● **Information provided**:
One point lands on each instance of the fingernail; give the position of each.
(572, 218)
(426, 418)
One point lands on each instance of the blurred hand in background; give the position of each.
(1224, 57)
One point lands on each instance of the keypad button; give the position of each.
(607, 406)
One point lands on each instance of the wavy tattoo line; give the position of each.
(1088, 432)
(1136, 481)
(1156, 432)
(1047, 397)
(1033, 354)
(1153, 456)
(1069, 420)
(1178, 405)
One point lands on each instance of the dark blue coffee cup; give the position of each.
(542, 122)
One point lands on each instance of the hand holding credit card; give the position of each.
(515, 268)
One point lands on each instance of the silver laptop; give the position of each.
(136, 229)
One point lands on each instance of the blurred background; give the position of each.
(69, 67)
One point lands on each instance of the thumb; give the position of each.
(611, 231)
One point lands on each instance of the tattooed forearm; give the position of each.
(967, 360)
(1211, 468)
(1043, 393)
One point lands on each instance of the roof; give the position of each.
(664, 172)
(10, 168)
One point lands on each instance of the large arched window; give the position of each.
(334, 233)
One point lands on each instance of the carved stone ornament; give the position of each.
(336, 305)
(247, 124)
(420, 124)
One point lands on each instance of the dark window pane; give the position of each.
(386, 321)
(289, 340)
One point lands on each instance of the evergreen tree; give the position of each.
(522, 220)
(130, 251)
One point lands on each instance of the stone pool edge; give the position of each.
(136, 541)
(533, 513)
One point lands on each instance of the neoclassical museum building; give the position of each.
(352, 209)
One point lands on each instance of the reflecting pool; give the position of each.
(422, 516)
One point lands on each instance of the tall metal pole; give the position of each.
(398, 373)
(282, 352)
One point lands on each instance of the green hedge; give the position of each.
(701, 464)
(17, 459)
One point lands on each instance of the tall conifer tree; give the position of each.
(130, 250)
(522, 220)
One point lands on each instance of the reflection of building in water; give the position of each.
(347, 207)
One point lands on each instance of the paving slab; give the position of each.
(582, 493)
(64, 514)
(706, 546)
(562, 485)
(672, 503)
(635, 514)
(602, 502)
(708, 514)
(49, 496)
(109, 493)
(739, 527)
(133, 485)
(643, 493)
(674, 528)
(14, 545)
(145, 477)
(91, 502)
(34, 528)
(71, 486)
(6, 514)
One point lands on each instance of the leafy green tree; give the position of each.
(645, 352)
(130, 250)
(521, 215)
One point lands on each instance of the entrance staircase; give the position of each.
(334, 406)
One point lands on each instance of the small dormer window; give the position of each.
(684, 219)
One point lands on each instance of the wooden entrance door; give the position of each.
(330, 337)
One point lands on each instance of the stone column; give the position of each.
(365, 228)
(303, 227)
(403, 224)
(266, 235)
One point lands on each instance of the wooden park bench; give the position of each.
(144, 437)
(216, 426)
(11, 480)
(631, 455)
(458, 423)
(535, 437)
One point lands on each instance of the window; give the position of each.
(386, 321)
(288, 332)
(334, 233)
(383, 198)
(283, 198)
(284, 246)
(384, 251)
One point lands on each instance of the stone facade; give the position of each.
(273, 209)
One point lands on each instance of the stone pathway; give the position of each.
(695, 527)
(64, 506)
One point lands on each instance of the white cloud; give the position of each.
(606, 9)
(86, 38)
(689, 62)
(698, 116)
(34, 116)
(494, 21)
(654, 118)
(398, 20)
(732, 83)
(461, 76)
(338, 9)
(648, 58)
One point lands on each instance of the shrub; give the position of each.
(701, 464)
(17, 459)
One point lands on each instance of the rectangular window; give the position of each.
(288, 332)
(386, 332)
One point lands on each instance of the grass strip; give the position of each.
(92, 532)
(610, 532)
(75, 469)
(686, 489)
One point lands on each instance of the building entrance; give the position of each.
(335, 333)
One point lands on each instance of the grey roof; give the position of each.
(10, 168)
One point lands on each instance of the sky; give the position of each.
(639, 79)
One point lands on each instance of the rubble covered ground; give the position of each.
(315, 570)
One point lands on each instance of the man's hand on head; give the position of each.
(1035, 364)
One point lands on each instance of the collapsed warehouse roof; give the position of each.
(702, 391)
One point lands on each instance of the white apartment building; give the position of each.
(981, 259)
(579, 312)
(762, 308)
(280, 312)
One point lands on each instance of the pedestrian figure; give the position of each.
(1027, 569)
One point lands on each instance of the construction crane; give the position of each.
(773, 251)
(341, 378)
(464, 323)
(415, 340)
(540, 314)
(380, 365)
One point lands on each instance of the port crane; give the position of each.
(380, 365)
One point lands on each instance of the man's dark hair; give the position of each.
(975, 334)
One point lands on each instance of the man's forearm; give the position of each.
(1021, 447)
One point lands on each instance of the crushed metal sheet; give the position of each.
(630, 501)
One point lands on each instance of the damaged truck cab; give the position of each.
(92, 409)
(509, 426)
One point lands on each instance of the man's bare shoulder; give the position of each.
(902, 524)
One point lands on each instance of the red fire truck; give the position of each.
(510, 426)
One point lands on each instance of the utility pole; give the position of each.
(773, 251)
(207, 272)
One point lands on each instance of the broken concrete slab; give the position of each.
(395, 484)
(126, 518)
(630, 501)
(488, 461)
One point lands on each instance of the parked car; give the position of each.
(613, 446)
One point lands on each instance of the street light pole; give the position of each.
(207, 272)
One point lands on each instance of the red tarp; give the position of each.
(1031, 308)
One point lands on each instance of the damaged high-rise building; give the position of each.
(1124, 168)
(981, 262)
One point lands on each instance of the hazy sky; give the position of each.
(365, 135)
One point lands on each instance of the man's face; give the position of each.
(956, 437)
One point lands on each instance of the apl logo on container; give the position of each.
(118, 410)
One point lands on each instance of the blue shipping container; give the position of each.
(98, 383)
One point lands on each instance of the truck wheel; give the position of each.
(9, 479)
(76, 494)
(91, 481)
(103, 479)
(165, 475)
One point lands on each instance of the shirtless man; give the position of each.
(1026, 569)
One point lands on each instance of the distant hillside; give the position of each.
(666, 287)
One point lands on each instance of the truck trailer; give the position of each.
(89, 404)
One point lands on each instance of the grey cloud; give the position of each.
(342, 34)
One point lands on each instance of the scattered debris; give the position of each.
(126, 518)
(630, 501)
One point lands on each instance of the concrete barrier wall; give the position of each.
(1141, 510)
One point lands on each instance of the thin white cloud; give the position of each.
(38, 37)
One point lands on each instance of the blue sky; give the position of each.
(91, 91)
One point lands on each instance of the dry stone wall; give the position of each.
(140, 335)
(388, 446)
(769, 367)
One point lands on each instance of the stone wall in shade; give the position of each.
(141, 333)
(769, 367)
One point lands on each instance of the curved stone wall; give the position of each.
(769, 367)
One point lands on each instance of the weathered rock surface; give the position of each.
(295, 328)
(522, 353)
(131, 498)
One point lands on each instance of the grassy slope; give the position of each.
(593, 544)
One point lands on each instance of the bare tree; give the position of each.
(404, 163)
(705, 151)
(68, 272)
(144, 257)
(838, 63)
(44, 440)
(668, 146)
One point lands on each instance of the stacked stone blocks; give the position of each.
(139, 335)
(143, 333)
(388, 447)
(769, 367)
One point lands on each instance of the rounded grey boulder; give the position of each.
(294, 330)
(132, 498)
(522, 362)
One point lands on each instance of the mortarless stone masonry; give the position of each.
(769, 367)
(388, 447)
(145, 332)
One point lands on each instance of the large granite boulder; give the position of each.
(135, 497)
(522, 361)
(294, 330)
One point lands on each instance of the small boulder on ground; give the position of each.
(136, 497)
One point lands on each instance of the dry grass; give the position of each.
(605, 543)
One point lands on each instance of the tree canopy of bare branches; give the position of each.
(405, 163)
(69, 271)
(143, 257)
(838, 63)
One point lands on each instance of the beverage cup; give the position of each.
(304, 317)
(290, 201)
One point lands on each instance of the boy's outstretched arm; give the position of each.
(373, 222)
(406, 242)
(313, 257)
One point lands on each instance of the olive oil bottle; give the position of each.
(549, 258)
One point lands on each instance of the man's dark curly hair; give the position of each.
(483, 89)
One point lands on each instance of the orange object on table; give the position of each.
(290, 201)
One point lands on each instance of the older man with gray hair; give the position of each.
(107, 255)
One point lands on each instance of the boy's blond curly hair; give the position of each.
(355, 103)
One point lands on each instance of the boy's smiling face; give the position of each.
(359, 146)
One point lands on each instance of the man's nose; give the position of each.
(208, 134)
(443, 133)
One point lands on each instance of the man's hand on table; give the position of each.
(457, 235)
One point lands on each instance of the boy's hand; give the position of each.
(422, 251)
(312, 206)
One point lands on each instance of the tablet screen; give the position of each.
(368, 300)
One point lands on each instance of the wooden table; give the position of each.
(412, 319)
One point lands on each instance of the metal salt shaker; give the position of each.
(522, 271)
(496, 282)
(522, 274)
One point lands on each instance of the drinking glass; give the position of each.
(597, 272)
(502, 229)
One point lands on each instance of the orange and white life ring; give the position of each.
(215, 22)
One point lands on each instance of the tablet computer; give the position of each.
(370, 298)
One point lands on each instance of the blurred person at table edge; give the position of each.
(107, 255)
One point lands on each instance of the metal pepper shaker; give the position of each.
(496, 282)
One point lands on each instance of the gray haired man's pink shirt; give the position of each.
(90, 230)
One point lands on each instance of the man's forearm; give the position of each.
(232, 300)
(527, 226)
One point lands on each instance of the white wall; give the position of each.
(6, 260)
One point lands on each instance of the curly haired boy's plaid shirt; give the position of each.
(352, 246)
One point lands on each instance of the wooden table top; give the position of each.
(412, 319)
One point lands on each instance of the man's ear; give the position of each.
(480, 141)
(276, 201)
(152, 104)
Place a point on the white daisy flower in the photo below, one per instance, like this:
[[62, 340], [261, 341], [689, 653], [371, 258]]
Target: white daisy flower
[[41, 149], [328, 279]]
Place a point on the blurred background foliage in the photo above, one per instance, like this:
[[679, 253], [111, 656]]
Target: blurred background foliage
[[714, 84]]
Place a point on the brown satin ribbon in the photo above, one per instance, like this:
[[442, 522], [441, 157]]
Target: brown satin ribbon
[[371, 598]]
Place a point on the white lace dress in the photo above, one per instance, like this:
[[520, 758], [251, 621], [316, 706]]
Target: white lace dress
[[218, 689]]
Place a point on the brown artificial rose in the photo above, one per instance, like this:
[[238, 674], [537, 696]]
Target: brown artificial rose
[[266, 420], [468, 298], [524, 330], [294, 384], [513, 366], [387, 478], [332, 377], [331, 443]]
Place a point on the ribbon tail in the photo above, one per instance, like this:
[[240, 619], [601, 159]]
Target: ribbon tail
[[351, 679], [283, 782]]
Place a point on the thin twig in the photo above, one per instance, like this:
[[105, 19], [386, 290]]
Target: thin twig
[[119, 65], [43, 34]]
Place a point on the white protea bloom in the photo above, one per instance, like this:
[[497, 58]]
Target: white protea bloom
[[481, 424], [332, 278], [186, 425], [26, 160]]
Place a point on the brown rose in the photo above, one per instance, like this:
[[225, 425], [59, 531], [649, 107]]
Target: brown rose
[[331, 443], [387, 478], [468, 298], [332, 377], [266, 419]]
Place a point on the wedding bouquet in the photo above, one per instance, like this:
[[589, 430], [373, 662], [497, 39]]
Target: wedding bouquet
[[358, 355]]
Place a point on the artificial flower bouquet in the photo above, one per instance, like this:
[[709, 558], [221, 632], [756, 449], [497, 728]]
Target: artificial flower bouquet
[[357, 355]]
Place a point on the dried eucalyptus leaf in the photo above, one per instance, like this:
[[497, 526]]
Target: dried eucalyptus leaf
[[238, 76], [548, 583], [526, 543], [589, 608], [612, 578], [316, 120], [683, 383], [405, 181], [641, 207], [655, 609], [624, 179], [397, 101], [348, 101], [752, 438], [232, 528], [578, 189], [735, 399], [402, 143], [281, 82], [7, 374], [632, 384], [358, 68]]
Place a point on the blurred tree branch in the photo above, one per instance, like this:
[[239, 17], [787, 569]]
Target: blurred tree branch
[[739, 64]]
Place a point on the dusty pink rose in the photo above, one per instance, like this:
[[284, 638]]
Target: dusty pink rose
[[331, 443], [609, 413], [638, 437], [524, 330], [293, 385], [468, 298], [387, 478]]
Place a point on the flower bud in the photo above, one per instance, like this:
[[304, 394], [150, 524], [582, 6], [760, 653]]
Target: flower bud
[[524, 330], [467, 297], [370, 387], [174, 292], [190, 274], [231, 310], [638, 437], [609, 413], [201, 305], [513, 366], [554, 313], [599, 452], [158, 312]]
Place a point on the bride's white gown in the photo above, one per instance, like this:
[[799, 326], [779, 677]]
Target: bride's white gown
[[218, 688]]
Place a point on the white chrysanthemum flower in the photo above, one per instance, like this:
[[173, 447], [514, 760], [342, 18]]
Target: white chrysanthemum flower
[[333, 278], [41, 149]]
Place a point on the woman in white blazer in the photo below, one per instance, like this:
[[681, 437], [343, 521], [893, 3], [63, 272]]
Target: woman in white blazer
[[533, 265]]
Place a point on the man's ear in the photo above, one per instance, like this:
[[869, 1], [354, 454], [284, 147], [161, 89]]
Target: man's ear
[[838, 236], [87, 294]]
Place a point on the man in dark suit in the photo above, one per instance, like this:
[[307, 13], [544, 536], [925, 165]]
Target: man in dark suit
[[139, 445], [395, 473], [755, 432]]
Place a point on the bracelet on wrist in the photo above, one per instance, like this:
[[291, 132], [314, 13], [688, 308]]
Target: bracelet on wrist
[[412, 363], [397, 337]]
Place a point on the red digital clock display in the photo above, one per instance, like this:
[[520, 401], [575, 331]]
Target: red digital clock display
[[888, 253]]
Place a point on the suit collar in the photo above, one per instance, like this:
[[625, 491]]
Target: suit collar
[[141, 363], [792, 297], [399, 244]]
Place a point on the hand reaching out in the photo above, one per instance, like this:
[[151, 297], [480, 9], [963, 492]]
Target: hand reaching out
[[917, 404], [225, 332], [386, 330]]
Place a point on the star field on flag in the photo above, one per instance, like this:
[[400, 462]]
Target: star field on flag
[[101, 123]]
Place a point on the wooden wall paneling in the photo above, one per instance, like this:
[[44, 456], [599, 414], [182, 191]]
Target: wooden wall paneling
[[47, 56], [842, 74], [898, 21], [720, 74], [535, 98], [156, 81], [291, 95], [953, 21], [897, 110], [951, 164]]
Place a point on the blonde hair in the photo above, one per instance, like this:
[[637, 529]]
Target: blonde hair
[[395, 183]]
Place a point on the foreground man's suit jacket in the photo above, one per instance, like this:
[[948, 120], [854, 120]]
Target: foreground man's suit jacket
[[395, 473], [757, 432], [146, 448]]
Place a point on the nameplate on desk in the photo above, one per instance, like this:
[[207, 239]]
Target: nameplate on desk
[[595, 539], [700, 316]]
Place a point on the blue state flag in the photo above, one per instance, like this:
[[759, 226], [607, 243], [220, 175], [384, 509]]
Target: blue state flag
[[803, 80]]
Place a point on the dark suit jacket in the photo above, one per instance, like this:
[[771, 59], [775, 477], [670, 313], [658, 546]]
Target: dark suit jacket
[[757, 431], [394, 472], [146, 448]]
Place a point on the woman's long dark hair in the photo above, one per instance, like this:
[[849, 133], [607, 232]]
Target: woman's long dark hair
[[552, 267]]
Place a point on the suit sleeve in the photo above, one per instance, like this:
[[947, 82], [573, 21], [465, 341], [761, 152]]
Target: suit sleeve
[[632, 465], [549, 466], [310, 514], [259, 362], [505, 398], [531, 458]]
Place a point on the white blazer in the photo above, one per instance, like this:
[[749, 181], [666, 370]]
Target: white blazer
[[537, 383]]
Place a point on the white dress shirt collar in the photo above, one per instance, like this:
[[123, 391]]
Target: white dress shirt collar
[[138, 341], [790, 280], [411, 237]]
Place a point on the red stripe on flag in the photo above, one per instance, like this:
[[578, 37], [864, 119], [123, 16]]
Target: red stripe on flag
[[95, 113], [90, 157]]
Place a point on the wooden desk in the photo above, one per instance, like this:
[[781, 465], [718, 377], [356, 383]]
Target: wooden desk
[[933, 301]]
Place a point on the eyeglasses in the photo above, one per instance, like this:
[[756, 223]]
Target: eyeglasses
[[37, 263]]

● **Requirements**:
Pull out every line from the one with "Place a point on the white blazer" to the end of the listing, and output only those.

● **Task response**:
Place a point on the white blazer in the photo above, one per instance, like this:
[[749, 181], [666, 370]]
Target: white blazer
[[537, 383]]
Place a point on the white dress shirt collar in the photo above, one per instance, like this:
[[123, 391]]
Target: white dress shirt collar
[[138, 341], [790, 280], [411, 237]]
Place a point on the red stripe on flag in the photo above, one per instance, like this:
[[578, 37], [864, 119], [123, 16]]
Target: red stripe on flag
[[95, 113], [90, 157]]
Place a point on the wooden desk in the photo above, one per instance, like this:
[[781, 465], [718, 377], [356, 383]]
Target: wooden desk
[[933, 301]]
Place a point on the eyeglasses in the photo above, one per instance, like this:
[[756, 223]]
Target: eyeglasses
[[37, 263]]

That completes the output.